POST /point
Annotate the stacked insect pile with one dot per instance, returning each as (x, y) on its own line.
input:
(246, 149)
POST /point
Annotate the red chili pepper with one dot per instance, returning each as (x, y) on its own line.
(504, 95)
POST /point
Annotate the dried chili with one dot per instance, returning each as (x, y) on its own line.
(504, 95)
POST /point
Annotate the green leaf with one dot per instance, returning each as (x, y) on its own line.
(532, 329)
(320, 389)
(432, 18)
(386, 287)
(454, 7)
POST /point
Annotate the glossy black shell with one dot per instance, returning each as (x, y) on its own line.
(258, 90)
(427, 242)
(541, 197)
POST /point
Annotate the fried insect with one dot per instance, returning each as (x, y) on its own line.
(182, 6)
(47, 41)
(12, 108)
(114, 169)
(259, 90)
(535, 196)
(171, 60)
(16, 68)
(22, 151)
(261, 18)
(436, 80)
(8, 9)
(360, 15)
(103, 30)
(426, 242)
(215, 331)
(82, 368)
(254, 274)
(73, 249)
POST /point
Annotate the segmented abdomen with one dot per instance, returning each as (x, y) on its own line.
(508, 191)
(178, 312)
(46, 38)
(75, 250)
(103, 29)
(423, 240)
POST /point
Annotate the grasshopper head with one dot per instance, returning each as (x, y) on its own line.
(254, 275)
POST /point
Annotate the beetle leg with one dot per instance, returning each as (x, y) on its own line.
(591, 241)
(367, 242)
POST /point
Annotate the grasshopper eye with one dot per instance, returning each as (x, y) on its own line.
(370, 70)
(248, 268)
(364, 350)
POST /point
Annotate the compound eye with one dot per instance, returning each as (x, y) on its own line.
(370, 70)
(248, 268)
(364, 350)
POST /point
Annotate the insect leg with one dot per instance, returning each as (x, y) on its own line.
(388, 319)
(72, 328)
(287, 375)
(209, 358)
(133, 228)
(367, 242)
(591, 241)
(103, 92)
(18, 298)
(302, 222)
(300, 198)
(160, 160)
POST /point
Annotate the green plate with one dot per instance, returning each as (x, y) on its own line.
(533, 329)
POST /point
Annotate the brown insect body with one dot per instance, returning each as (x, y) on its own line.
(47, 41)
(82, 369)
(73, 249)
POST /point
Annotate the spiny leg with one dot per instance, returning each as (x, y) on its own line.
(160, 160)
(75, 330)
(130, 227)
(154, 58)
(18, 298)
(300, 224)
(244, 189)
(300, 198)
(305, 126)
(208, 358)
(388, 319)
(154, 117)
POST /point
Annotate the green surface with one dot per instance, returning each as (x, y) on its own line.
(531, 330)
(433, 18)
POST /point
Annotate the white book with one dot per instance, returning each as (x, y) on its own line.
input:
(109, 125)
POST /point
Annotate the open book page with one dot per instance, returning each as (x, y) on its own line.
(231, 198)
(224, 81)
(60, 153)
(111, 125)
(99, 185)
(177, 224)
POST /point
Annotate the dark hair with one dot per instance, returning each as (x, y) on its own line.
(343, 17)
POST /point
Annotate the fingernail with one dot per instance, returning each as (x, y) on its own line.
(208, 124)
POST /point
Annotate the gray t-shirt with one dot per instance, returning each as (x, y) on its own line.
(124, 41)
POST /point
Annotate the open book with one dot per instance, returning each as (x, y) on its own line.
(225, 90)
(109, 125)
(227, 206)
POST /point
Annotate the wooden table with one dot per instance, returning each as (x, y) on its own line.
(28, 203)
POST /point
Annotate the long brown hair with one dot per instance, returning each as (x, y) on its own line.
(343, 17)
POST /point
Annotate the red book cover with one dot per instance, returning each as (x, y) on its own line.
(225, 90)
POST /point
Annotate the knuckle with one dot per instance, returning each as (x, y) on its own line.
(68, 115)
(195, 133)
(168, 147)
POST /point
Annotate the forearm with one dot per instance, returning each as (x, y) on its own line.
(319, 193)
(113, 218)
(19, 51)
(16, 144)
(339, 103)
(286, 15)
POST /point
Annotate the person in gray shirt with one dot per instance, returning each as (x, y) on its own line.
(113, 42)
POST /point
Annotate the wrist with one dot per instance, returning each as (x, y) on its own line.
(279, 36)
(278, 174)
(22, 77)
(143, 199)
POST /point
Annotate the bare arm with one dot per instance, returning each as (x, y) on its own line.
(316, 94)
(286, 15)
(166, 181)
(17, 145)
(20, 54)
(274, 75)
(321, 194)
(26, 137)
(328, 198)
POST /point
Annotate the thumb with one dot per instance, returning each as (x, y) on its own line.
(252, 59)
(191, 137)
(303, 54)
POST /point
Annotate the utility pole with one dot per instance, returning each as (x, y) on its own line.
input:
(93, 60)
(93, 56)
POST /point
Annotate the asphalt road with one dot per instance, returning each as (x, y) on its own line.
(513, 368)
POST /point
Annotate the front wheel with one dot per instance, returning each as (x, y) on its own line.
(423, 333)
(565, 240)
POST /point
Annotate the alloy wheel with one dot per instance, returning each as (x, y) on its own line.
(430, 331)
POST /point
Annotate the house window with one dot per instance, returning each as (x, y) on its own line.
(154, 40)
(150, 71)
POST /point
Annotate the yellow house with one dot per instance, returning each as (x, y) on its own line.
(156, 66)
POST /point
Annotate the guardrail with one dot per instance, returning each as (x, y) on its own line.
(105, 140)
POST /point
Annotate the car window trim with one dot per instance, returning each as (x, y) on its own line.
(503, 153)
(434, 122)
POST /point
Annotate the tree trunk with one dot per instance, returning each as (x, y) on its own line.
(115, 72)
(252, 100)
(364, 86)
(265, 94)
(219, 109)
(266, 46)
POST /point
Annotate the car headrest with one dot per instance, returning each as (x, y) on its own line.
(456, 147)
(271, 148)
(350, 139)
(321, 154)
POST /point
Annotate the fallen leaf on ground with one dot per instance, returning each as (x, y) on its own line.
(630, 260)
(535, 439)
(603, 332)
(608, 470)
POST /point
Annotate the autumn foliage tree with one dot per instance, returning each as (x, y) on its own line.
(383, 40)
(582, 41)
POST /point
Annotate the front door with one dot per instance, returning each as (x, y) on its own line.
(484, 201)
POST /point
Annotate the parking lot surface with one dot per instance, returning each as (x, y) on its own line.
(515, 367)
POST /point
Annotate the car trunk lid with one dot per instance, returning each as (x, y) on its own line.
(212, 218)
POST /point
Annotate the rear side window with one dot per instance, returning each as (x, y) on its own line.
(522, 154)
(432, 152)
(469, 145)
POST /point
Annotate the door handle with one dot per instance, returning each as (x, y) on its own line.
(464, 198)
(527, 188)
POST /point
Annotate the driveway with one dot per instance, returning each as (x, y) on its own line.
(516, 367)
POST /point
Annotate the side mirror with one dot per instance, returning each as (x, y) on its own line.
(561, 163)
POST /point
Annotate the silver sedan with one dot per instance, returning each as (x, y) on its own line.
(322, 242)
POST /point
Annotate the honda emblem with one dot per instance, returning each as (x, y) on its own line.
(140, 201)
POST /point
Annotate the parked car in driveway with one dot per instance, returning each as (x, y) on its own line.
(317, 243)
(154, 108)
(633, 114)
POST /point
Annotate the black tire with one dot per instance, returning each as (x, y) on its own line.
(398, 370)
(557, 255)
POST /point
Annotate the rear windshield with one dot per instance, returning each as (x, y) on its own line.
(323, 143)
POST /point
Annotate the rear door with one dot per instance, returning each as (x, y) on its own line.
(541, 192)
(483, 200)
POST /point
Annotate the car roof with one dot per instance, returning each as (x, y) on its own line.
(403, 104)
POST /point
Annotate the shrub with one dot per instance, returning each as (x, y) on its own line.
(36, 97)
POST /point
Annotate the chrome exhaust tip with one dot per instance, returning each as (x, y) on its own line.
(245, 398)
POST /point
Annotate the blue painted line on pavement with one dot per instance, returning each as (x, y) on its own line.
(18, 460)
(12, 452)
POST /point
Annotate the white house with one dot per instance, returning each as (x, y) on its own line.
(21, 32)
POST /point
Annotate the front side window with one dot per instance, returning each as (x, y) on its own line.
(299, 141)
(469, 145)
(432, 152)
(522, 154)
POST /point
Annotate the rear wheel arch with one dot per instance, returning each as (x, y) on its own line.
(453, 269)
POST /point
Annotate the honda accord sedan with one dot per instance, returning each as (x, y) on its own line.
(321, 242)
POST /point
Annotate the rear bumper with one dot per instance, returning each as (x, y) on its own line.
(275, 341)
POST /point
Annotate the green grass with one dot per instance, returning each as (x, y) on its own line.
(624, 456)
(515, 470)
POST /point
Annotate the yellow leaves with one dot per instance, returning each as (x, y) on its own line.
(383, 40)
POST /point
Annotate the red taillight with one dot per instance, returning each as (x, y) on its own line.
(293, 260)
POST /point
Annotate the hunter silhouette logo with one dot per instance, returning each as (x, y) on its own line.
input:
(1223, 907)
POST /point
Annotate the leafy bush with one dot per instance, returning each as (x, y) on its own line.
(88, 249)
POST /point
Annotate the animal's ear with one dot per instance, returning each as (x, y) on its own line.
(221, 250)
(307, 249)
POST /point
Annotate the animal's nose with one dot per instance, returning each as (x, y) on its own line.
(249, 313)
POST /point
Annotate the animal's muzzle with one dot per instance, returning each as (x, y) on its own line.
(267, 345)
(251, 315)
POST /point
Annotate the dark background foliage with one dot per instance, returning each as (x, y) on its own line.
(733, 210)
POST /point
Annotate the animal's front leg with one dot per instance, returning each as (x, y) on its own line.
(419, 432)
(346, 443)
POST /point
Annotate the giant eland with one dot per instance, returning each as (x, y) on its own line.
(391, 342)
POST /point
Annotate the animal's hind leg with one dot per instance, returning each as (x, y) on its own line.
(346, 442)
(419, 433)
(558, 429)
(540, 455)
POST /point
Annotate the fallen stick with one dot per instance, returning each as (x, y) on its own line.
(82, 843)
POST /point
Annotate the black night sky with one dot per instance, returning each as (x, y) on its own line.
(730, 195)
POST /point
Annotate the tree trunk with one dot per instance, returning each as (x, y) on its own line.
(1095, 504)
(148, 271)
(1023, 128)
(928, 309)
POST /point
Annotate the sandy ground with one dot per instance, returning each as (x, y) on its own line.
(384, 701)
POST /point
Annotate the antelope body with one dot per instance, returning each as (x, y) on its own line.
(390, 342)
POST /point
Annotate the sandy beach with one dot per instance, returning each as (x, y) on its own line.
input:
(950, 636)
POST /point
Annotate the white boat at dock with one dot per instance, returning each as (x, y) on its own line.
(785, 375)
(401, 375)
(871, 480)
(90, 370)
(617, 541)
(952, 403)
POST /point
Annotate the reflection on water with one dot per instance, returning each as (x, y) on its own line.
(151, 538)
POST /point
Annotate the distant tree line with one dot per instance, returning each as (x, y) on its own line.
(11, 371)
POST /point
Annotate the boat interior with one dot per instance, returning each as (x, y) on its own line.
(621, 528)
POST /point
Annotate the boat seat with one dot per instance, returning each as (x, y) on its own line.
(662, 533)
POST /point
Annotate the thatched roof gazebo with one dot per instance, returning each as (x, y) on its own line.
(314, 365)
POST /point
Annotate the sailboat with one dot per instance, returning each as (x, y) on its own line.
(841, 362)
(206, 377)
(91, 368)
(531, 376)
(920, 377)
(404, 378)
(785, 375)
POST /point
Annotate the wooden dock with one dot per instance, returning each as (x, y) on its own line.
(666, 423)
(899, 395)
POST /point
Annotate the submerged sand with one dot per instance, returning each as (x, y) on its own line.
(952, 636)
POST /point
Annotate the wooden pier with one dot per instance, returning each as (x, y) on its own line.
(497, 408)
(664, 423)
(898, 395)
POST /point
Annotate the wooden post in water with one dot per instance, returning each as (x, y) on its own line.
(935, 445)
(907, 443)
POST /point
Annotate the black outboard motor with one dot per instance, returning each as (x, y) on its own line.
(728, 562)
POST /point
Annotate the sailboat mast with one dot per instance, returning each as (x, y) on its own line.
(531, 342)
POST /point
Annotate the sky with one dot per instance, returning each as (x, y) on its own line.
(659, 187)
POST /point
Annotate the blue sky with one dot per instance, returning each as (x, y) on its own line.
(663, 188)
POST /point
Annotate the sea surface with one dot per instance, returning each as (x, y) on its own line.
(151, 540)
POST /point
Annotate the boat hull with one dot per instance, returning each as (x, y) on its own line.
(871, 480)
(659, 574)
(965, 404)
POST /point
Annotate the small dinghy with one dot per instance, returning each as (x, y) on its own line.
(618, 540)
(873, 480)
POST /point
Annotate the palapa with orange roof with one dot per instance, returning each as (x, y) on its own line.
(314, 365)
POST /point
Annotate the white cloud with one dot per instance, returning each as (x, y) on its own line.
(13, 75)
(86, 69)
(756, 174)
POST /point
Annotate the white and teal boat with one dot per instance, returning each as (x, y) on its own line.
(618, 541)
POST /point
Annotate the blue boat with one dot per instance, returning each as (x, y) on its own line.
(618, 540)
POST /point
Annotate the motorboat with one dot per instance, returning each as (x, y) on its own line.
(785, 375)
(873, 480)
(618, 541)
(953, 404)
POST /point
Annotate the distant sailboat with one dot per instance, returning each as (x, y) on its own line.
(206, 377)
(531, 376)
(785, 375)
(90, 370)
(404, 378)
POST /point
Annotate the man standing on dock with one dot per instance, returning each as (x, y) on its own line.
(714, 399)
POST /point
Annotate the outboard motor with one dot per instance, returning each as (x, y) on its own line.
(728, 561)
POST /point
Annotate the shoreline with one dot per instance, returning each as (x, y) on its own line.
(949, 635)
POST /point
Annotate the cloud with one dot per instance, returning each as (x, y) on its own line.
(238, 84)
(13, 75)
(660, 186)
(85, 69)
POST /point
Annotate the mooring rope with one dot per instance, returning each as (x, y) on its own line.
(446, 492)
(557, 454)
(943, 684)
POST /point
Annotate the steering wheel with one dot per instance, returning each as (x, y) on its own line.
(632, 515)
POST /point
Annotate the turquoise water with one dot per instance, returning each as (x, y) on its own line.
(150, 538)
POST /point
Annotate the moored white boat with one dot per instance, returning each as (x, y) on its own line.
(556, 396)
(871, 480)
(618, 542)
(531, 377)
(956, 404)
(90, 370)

_What to work on_
Pull out each line of the listing above that contains the word "surface", and copy those lines unchanged.

_The result_
Annotate the green surface with one dot per instance, returning each as (x, y) on its own line.
Annotate the parking lot surface with one dot per instance, returning each as (x, y) on its own line.
Annotate the sea surface with one dot per instance, returning each as (x, y) on its own line.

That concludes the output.